» Point annotation records:
- - - - -

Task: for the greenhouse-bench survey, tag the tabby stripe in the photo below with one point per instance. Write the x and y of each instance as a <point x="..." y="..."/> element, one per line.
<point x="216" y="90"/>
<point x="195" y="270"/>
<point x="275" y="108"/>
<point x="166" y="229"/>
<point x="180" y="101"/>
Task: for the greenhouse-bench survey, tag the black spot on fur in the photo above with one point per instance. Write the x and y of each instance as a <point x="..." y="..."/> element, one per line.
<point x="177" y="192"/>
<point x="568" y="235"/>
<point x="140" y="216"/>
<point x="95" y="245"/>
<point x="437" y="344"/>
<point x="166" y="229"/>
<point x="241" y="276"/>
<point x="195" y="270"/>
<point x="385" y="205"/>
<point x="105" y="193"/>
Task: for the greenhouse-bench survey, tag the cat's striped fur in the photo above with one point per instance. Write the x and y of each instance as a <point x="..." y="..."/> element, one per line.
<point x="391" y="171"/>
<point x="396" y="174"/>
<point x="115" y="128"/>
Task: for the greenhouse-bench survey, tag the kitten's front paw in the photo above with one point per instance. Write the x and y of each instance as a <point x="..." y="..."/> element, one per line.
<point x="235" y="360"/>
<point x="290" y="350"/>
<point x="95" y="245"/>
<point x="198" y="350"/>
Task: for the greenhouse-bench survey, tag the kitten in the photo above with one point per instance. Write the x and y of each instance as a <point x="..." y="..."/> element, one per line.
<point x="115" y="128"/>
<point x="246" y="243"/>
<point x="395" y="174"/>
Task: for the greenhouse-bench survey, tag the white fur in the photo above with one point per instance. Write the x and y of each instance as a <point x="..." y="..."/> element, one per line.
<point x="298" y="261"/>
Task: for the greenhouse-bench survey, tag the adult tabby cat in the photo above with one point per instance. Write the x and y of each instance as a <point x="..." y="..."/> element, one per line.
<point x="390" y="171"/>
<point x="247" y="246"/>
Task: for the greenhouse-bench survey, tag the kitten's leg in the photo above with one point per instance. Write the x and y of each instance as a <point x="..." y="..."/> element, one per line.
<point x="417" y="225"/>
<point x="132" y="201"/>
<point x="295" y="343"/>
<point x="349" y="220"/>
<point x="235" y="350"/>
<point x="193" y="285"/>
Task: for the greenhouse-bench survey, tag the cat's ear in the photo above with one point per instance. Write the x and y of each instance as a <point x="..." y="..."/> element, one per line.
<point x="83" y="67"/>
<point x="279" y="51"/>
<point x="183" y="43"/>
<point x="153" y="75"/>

- - - - -

» Task prompt: Output every line above as a JSON list of strings, one string per line, and leave out any blank lines.

» Full response:
[
  "Task: for the greenhouse-bench survey, tag the tabby stripe in the photo below with one point per instance. Write the x and y of each instance as a <point x=\"...\" y=\"...\"/> element, one per line.",
  "<point x=\"216\" y=\"90\"/>",
  "<point x=\"195\" y=\"270\"/>",
  "<point x=\"275\" y=\"108\"/>",
  "<point x=\"166\" y=\"229\"/>",
  "<point x=\"180\" y=\"101\"/>",
  "Task: for the greenhouse-bench survey, tag the black spot on fur in the photo above with one point per instance. Write the x and y of each instance as a <point x=\"...\" y=\"...\"/> element, one per line.",
  "<point x=\"177\" y=\"192\"/>",
  "<point x=\"568\" y=\"235\"/>",
  "<point x=\"140\" y=\"216\"/>",
  "<point x=\"95\" y=\"245\"/>",
  "<point x=\"437\" y=\"344\"/>",
  "<point x=\"166\" y=\"229\"/>",
  "<point x=\"241\" y=\"276\"/>",
  "<point x=\"195\" y=\"270\"/>",
  "<point x=\"385\" y=\"205\"/>",
  "<point x=\"105\" y=\"193\"/>",
  "Task: for the greenhouse-bench survey, tag the cat's striped fur in the photo above with one point per instance. Write the x and y of each instance as a <point x=\"...\" y=\"...\"/> element, one per line.",
  "<point x=\"391\" y=\"171\"/>",
  "<point x=\"396\" y=\"174\"/>",
  "<point x=\"115\" y=\"128\"/>",
  "Task: for the greenhouse-bench survey, tag the kitten's front paw in the photo above with one point per instance. Write the x and y of each instance as a <point x=\"...\" y=\"...\"/> element, one per line.",
  "<point x=\"235\" y=\"360\"/>",
  "<point x=\"290\" y=\"350\"/>",
  "<point x=\"95\" y=\"245\"/>",
  "<point x=\"198\" y=\"350\"/>",
  "Task: for the greenhouse-bench survey, tag the kitten in the photo above with one point per instance. Write the x and y of each instance as a <point x=\"...\" y=\"...\"/> element, one per line.",
  "<point x=\"115\" y=\"128\"/>",
  "<point x=\"246\" y=\"243\"/>",
  "<point x=\"395\" y=\"174\"/>",
  "Task: for the greenhouse-bench survey, tag the white fur in the photo above with one point per instance. Write the x and y of each instance as a <point x=\"...\" y=\"...\"/> element, one per line.",
  "<point x=\"298\" y=\"261\"/>",
  "Task: for the greenhouse-bench survey, tag the adult tabby cat in the photo above with one point per instance. Write the x and y of each instance as a <point x=\"...\" y=\"...\"/> element, one per line.",
  "<point x=\"390\" y=\"171\"/>",
  "<point x=\"247\" y=\"246\"/>",
  "Task: for the greenhouse-bench survey, tag the kitten's leg in the photo above with one point per instance. Write the x and y of each instance as a <point x=\"...\" y=\"...\"/> element, one per line.",
  "<point x=\"417\" y=\"225\"/>",
  "<point x=\"132\" y=\"201\"/>",
  "<point x=\"295\" y=\"343\"/>",
  "<point x=\"349\" y=\"220\"/>",
  "<point x=\"235\" y=\"350\"/>",
  "<point x=\"193\" y=\"285\"/>",
  "Task: for the greenhouse-bench survey, tag the cat's ear in the photo above with one point per instance. Write the x and y of each instance as a <point x=\"...\" y=\"...\"/> element, one per line.",
  "<point x=\"83\" y=\"67\"/>",
  "<point x=\"279\" y=\"51\"/>",
  "<point x=\"183\" y=\"43\"/>",
  "<point x=\"153\" y=\"75\"/>"
]